#### Ausgewählter Text
+===+

Auch bei General Motors setzt man auf das Computerzeitalter im Automobil. Schon in 1999 soll der erste Saab mit einem Computer an Bord zu sehen sein. Microsoft steuert das Betriebssystem bei!

Bereits in diesem Sommer will z.B. Clarion herkömmliche Autoradios durch Radio-PS´s ersetzen. Für die mehr als 2000 Mark teuren sprachgesteuerten Geräte liefert wer das Betriebssystem? - Richtig geraten: Microsoft.

"Mit der freien Fahrt sei es dann wohl endgültig vorbei, witzeln bereits die Mitarbeiter in amerikanischen Autoschmieden. Der Verkehrsstau des Jahres 2005 werde durch reihenweise liegengebliebene Fahrzeuge verursacht. Bevor sich die Bordelektronik verabschiede, sondere sie den Hinweis auf ´allgemeine Schutzverletzung´ ab", beschreibt "c't" die Zukunft.

+===+

#### Arbeitsanweisung
Gib den Text über Computer im Auto von "Auch bei General" bis "Richtig geraten: Microsoft." wieder und tausche dabei "Microsoft" gegen "Apple". Die Datensätze sind eigenständiges Material und gehören nicht zum Text über Computer im Auto.

#### Aufgeführte Datensätze
+===+

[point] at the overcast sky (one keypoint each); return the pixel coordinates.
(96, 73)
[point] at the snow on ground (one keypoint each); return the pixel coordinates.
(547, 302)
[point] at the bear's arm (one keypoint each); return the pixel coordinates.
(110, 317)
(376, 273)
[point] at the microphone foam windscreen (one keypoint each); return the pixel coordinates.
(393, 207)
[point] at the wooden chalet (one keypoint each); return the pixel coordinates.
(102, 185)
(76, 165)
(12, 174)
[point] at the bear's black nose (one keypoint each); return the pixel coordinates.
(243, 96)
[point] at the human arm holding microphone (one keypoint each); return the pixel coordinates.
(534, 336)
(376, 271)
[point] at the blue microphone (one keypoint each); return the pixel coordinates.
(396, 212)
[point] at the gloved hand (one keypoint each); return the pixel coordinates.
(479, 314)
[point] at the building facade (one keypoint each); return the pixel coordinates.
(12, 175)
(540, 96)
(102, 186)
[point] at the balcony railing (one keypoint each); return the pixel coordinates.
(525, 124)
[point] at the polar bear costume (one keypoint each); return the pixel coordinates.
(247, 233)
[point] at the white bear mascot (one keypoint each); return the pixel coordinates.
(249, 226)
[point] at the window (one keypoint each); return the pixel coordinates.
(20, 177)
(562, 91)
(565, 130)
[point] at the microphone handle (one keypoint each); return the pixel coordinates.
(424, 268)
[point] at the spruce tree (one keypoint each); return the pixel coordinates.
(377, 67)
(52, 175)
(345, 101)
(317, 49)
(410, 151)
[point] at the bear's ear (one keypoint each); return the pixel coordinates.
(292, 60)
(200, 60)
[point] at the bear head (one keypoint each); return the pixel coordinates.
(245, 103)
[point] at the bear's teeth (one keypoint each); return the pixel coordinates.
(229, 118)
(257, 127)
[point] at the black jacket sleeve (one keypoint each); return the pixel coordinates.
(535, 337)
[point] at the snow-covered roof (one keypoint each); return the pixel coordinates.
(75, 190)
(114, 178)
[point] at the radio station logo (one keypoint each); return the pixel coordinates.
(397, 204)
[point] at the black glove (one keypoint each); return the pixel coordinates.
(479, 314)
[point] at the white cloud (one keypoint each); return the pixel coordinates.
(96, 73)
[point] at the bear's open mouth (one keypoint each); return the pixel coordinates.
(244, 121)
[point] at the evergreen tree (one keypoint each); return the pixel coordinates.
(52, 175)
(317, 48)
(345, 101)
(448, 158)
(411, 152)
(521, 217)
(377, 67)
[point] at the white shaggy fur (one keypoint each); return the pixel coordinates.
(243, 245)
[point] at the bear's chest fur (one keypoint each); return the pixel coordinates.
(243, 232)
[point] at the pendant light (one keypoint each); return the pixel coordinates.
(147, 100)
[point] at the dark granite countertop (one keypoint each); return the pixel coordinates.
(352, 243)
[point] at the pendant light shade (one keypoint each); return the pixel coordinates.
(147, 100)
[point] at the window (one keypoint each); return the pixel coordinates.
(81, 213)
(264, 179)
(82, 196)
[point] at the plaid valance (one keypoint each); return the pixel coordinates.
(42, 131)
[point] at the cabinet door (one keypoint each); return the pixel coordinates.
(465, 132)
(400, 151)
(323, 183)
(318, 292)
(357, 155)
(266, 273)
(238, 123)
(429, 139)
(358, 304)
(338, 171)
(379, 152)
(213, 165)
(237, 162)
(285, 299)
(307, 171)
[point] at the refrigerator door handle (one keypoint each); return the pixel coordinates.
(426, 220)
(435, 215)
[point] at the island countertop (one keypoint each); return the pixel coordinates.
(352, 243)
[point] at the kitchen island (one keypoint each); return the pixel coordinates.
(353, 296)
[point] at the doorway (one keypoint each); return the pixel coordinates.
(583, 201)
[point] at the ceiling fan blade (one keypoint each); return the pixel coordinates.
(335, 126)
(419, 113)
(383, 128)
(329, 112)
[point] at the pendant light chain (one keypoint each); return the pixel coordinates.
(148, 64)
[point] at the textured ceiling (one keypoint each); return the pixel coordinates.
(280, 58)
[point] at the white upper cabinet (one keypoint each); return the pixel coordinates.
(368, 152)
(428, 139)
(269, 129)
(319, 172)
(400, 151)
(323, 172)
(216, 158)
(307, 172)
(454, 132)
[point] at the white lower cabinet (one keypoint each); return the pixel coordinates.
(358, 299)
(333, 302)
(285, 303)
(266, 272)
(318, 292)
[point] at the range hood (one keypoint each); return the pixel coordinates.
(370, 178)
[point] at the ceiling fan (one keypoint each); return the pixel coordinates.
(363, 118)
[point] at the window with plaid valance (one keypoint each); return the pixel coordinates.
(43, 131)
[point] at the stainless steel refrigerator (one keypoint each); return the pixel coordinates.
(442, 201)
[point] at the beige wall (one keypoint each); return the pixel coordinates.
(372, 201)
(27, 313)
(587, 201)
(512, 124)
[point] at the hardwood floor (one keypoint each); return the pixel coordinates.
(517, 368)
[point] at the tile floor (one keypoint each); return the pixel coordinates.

+===+

#### Ergebnis der Aufgabe
Auch bei General Motors setzt man auf das Computerzeitalter im Automobil. Schon in 1999 soll der erste Saab mit einem Computer an Bord zu sehen sein. Apple steuert das Betriebssystem bei!

Bereits in diesem Sommer will z.B. Clarion herkömmliche Autoradios durch Radio-PS´s ersetzen. Für die mehr als 2000 Mark teuren sprachgesteuerten Geräte liefert wer das Betriebssystem? - Richtig geraten: Apple.